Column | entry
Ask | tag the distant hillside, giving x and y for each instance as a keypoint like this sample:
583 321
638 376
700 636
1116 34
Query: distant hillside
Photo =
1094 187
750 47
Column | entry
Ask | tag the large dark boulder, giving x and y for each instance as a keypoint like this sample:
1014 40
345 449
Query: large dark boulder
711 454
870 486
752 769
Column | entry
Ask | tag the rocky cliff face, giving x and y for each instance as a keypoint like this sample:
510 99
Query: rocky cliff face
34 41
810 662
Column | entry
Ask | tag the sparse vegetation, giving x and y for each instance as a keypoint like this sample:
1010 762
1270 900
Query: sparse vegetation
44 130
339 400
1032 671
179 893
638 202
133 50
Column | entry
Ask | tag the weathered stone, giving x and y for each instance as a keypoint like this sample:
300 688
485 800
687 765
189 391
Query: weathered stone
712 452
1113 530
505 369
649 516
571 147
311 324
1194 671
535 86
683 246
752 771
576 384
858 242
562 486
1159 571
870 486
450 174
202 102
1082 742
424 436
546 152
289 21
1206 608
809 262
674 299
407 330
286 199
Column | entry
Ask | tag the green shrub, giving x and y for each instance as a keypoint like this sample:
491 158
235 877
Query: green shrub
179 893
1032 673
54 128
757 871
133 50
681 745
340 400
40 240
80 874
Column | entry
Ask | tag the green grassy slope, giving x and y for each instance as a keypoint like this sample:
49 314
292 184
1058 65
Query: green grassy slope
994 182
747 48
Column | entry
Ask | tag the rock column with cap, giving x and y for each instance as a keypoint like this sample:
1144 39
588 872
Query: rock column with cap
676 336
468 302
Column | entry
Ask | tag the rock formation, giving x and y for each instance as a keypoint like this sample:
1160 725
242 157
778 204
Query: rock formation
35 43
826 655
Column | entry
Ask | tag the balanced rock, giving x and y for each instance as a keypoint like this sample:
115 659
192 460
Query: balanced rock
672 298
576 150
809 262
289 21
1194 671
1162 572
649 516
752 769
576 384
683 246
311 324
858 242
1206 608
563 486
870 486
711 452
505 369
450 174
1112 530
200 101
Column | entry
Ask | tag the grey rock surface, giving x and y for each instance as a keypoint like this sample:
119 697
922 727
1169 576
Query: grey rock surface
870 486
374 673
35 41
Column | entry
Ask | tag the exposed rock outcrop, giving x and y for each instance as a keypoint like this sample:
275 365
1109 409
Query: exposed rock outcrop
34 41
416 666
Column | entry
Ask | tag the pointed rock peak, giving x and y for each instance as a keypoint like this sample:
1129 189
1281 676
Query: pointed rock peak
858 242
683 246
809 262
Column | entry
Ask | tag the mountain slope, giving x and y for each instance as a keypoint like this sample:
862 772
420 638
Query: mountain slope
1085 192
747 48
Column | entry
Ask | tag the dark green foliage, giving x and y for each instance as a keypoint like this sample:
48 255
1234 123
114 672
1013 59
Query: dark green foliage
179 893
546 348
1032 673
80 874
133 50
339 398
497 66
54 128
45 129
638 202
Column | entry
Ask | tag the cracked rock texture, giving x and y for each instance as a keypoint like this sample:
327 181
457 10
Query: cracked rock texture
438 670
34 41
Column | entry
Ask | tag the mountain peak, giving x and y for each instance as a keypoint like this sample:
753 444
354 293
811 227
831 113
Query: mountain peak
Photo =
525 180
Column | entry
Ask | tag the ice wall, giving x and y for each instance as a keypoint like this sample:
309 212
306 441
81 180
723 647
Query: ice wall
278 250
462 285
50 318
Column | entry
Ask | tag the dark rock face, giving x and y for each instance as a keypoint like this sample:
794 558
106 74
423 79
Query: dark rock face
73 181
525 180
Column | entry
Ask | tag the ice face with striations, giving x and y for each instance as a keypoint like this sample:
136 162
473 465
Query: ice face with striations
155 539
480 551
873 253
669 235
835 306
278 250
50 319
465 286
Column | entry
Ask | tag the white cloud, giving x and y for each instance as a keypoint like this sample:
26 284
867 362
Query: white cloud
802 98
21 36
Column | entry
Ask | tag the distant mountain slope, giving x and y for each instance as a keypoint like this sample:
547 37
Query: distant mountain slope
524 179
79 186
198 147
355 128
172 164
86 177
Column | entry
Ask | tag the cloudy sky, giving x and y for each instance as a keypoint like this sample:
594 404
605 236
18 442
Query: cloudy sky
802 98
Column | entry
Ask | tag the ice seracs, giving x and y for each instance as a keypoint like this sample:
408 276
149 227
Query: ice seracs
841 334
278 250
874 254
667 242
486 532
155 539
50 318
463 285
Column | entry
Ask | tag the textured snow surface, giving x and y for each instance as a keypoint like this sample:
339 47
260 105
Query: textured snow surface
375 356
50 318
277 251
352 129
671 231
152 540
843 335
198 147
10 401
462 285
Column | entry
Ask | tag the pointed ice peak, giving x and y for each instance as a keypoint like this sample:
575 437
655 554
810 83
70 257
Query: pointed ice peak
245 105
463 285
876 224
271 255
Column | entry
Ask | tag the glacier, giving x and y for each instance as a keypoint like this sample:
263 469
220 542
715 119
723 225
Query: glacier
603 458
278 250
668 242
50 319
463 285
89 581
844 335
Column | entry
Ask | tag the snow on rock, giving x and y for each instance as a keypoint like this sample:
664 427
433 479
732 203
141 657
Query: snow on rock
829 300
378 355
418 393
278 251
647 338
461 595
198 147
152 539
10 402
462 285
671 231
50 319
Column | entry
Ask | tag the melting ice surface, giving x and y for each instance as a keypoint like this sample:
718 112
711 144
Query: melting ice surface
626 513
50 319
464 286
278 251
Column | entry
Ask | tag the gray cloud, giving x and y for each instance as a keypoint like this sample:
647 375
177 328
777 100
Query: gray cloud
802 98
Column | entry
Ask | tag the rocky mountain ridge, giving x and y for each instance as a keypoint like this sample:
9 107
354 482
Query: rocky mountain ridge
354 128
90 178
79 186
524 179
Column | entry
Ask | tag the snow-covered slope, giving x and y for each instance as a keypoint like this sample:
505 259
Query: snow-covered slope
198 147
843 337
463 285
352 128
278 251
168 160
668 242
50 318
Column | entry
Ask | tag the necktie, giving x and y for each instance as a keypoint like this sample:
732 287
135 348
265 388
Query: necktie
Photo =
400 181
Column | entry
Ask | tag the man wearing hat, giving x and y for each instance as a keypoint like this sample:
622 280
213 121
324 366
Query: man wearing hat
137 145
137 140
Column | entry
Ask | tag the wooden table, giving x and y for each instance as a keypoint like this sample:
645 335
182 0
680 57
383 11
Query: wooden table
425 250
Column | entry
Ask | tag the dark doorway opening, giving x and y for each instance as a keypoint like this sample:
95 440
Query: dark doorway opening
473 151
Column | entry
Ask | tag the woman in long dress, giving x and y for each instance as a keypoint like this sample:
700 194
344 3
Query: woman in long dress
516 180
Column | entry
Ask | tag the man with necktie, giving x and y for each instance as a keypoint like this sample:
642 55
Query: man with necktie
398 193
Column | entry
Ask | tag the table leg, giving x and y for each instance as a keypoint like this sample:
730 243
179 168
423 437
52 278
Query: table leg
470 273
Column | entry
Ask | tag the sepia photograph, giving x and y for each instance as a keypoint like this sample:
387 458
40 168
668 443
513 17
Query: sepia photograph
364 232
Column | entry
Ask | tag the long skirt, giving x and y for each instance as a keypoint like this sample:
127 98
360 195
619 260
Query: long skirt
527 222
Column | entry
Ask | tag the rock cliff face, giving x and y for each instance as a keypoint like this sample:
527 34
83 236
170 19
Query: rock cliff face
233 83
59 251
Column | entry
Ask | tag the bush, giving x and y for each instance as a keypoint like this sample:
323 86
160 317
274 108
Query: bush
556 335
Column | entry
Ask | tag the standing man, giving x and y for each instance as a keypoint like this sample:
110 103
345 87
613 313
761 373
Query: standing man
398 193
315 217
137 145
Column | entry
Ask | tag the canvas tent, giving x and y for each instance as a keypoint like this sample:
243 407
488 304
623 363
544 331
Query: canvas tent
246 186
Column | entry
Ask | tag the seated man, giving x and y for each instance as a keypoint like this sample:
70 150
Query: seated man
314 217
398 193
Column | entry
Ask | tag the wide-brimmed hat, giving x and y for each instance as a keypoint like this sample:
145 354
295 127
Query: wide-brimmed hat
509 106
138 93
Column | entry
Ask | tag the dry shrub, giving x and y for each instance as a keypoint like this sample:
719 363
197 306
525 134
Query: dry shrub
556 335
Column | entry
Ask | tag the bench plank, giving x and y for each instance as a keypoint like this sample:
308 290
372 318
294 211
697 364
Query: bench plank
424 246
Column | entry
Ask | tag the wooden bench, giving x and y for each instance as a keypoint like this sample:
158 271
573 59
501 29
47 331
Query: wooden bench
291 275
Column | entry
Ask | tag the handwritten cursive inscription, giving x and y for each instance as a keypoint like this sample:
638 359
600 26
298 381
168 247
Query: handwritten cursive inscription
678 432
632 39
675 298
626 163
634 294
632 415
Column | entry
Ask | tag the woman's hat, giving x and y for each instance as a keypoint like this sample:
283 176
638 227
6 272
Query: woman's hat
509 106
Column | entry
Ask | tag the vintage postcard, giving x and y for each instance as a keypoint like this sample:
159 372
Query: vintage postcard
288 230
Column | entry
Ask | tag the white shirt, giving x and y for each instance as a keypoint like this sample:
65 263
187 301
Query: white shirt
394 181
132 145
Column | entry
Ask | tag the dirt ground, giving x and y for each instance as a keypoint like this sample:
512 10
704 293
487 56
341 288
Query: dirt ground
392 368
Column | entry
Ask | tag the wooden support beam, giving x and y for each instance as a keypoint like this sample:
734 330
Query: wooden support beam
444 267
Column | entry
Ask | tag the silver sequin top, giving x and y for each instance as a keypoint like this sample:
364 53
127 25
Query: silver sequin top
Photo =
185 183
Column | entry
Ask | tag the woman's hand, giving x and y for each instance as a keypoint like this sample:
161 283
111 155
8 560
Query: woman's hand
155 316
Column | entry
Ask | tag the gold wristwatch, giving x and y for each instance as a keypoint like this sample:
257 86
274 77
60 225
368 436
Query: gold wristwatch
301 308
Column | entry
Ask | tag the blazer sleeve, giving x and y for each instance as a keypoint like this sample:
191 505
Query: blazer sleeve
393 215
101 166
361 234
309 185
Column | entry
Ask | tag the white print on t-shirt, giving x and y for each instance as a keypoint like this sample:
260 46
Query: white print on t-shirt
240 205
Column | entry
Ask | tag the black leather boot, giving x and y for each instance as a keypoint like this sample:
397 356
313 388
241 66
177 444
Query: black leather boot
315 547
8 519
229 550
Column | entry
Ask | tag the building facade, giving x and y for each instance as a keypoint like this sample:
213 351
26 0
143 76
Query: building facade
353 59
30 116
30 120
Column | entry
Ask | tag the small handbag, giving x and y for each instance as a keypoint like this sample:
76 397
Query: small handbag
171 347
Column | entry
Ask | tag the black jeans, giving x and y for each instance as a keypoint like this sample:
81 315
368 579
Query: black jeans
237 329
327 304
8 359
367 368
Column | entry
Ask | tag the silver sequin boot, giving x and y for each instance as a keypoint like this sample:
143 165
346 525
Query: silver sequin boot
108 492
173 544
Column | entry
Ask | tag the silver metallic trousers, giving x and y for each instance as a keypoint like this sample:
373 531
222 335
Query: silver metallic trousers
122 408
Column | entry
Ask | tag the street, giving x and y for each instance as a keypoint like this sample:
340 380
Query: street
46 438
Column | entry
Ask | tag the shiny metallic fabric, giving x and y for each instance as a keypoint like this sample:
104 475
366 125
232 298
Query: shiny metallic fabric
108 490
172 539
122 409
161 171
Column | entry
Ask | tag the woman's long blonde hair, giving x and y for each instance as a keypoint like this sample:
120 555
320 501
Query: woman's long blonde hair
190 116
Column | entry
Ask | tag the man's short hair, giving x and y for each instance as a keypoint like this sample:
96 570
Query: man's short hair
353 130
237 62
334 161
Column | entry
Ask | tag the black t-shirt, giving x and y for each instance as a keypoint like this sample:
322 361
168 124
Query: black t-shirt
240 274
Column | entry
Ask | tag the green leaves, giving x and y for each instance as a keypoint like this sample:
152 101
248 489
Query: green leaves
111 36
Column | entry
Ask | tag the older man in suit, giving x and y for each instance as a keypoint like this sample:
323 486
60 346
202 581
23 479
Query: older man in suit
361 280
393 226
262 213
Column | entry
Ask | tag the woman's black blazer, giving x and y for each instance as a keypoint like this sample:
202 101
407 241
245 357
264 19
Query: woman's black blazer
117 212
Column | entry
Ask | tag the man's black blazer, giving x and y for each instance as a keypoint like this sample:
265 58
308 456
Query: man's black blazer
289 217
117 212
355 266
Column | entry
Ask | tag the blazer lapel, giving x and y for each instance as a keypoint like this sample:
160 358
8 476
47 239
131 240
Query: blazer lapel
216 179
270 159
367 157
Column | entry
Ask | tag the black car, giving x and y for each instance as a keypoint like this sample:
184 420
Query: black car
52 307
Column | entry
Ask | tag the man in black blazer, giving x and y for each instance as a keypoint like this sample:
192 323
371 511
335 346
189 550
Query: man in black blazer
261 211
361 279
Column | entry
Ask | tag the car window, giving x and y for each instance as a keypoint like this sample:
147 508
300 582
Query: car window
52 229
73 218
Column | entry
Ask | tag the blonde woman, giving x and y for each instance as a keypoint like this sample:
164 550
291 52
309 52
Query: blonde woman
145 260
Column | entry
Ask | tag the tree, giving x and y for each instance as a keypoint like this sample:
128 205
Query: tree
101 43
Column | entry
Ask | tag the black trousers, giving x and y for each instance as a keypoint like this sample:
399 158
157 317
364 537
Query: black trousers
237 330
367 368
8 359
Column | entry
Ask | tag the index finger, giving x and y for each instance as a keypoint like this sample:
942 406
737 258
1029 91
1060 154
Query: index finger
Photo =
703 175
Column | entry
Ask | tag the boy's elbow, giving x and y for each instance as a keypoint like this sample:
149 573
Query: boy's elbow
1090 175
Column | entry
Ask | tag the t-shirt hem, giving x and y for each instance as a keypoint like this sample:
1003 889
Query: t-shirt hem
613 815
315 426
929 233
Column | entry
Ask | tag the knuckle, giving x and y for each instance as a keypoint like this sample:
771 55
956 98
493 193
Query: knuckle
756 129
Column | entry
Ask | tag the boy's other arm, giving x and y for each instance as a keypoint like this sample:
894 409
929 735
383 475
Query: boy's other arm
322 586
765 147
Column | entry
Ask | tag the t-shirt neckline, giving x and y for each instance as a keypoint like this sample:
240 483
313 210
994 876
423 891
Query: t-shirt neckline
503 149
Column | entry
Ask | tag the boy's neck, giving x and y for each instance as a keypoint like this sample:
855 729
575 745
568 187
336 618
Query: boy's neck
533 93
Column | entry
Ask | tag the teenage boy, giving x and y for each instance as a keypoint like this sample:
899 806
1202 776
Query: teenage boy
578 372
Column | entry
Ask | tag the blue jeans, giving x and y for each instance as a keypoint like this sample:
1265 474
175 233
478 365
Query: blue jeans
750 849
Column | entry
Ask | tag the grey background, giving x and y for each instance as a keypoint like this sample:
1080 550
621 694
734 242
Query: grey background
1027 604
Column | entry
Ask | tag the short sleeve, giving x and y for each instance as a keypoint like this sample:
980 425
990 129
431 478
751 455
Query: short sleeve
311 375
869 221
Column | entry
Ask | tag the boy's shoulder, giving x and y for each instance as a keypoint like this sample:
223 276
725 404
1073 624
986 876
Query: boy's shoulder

■ ■ ■ ■ ■ ■ ■

Request: Report every line above that contains the word "melting".

Solution below:
Ask | tag the melting ice surface, giving x and y for each instance as a keypoint like this sample:
Query: melting ice surface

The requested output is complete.